*Request*. Convert the lines below, from the first one up to and including the line with "box: [81, 154, 153, 205]", into a JSON list of strings with one string per line. Skip blank lines and leave the picture out.

== Information supplied

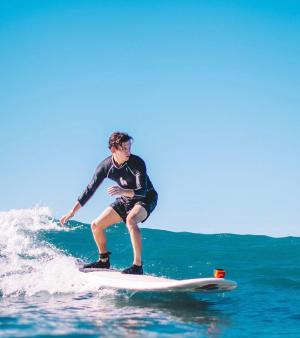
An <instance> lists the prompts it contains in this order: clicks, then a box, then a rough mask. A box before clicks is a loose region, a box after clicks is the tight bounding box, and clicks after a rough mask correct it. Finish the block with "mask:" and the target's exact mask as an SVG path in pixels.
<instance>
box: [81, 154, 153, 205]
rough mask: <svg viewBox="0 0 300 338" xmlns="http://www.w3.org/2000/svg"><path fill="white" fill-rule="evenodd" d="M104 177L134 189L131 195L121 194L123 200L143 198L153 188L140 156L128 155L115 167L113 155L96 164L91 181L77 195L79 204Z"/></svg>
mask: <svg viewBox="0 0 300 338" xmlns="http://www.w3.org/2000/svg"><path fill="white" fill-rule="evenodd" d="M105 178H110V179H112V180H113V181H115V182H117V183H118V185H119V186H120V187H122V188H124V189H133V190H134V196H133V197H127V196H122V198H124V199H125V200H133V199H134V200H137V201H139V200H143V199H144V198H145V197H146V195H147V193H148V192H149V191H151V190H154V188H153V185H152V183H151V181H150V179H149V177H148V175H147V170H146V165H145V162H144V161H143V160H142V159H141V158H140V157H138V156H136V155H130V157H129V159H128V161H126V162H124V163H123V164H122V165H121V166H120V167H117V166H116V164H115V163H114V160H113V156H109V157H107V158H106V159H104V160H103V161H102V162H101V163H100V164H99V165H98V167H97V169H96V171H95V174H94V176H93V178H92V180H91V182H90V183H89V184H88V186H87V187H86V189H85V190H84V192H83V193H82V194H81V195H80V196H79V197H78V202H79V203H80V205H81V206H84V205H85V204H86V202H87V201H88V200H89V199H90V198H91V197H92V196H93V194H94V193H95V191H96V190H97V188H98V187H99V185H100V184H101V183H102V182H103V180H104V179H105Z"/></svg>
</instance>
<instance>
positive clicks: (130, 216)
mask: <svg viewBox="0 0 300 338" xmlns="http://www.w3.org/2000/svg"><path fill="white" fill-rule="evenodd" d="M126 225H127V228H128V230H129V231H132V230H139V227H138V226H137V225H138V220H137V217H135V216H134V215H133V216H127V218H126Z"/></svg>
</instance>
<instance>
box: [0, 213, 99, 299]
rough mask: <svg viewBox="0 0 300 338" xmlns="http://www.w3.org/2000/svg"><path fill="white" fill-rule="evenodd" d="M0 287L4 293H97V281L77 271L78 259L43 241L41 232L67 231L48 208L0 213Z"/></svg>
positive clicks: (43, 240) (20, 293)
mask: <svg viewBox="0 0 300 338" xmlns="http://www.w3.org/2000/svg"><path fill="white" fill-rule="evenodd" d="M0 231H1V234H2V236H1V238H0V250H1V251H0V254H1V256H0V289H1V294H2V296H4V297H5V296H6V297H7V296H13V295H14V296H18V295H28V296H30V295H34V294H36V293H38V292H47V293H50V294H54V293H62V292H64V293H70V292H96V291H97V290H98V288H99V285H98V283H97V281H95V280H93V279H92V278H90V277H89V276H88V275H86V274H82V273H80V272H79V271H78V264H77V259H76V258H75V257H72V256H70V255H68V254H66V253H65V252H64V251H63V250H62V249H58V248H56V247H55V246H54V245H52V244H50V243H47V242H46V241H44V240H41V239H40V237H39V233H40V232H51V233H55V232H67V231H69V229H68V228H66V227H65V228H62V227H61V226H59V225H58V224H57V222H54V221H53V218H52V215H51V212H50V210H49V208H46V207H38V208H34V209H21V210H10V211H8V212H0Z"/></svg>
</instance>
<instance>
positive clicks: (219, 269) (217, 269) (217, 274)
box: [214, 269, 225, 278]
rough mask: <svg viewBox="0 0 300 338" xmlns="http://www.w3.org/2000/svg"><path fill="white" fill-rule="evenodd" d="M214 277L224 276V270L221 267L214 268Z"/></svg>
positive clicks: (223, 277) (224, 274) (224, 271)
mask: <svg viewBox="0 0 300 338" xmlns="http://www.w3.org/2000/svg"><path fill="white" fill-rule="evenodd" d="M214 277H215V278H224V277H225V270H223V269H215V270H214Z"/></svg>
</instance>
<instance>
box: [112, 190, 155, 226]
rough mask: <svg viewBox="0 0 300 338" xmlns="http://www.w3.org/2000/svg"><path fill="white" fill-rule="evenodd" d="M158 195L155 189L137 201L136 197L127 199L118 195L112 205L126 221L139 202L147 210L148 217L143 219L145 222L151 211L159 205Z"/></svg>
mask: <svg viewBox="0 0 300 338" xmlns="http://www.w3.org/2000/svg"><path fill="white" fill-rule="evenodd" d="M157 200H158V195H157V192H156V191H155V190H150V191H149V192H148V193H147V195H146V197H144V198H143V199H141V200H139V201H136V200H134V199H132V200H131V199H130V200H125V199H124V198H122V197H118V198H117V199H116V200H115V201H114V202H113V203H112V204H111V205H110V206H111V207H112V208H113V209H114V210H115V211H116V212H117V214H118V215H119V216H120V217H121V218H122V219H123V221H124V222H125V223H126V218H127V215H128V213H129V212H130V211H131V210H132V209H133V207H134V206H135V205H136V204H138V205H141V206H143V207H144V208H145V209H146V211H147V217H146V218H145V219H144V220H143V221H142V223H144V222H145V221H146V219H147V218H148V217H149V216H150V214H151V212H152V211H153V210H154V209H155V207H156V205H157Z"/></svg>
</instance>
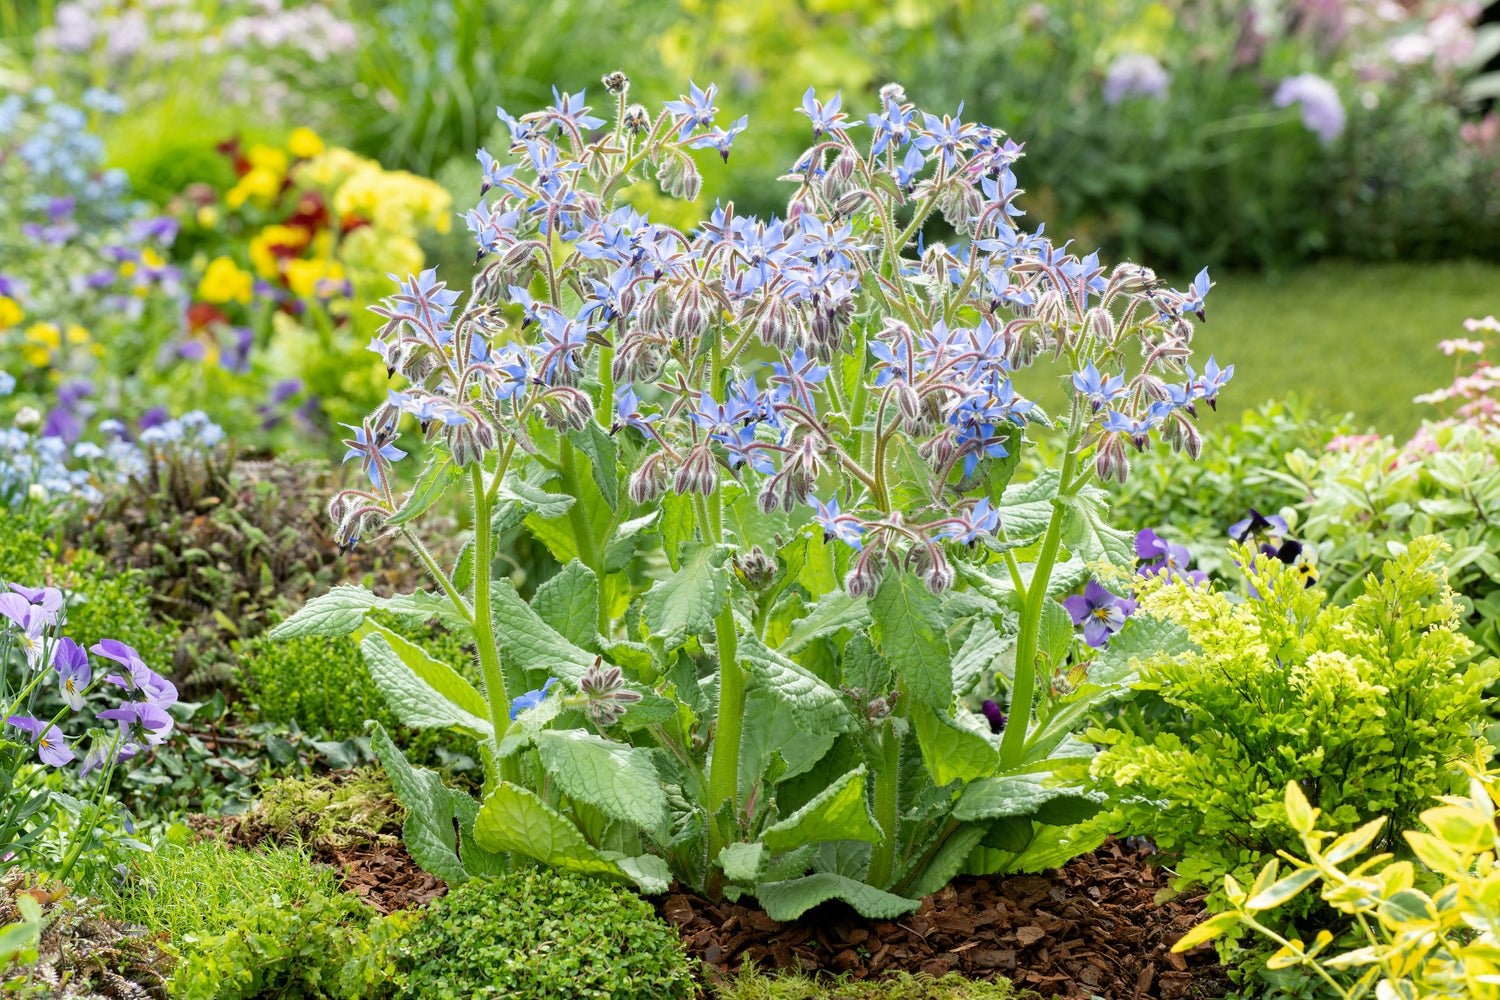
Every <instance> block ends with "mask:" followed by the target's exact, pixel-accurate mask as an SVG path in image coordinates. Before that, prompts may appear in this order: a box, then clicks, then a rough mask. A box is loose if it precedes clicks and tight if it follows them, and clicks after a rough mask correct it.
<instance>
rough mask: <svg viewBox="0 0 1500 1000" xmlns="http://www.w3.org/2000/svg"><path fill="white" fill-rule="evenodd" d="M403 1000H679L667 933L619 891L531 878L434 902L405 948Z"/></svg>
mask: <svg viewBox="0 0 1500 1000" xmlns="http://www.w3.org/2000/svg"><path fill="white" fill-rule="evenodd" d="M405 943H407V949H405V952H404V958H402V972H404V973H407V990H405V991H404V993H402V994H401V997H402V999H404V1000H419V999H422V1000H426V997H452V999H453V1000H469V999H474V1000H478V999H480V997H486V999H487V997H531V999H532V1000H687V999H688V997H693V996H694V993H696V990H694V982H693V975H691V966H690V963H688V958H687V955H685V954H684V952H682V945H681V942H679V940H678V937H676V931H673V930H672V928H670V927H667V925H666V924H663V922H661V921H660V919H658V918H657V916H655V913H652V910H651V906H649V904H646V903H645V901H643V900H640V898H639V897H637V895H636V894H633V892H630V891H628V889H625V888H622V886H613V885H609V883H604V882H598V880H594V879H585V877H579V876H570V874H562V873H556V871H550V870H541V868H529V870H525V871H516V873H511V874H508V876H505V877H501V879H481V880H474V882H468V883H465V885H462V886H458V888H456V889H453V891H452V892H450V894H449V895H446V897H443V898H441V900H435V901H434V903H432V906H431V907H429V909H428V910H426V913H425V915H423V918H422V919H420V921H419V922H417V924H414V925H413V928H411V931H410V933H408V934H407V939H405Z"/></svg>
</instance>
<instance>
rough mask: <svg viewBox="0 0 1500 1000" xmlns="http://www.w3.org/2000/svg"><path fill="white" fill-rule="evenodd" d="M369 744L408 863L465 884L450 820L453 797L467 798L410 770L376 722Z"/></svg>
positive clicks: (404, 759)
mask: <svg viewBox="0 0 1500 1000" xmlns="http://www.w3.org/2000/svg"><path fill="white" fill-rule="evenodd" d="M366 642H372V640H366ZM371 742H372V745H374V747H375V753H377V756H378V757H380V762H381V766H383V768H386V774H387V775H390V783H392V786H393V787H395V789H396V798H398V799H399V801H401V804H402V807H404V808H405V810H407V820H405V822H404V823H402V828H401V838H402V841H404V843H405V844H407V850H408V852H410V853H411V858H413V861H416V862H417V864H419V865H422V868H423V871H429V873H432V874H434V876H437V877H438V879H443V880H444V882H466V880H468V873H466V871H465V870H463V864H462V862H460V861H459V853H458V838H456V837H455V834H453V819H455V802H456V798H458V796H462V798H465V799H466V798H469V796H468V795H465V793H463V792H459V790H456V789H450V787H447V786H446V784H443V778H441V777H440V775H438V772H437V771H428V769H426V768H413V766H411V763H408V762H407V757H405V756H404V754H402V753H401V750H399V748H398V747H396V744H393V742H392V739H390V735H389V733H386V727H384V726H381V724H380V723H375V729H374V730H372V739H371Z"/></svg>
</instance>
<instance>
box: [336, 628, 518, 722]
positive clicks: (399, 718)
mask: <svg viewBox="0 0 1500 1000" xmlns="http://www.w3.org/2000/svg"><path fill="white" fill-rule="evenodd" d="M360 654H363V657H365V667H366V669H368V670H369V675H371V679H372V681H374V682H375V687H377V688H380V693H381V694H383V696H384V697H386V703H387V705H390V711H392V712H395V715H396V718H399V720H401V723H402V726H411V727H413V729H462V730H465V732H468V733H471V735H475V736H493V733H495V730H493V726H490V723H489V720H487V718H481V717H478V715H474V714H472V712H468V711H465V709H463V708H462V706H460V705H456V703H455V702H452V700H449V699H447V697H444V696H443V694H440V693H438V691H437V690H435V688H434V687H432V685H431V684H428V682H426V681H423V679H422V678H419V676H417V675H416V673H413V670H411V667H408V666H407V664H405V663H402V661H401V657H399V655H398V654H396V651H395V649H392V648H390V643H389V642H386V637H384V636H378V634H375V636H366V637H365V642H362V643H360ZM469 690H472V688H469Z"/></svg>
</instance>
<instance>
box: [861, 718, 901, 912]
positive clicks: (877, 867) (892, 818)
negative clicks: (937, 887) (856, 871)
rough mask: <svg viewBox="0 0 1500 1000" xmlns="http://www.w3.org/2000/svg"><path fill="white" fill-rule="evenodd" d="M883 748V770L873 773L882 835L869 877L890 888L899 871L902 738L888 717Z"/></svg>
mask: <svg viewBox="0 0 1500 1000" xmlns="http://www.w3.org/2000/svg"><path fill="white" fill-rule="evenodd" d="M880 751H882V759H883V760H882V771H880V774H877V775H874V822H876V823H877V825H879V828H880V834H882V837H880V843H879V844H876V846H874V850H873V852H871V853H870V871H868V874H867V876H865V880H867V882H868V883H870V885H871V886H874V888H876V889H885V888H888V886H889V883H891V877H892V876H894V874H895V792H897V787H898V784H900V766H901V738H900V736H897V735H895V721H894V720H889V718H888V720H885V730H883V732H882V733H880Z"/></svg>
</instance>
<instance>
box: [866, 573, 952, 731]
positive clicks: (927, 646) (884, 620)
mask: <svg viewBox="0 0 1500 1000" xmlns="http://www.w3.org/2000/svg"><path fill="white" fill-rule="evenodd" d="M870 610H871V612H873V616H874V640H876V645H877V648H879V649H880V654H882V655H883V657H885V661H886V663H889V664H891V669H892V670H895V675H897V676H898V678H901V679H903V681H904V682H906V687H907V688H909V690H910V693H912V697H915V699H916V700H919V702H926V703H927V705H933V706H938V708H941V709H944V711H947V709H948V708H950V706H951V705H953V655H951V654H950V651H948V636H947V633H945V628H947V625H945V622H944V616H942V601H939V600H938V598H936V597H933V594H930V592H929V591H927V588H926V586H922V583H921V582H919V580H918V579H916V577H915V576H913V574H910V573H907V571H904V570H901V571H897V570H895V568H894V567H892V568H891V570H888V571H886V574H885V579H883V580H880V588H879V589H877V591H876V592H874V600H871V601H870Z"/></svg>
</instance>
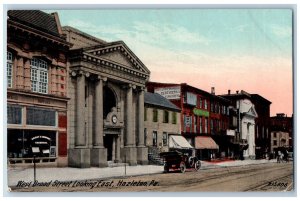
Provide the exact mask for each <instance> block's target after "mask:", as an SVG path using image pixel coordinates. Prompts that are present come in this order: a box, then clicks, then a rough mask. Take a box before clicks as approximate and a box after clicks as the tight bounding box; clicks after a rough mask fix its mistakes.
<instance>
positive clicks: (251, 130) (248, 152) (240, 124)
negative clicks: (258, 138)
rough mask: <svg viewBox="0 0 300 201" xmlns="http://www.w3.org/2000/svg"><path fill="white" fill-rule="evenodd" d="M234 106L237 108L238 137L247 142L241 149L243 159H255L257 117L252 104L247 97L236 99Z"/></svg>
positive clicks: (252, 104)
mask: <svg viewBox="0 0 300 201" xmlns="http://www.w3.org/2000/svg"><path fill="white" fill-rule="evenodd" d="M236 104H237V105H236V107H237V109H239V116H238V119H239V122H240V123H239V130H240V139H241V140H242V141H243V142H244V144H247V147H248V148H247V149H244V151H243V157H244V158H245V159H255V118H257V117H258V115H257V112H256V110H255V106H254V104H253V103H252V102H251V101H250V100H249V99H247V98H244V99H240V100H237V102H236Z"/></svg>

====

*Exercise response*.
[
  "An <instance> lists the prompts it contains in this order: clicks, then a box, then a rough mask. A box before clicks is a loose region, a box after clicks is the tight bounding box, and clicks after a rough mask correct it. Finish the block with \"mask:\" and the target's exact mask as an SVG path in pixels.",
  "<instance>",
  "box: [81, 154, 153, 205]"
]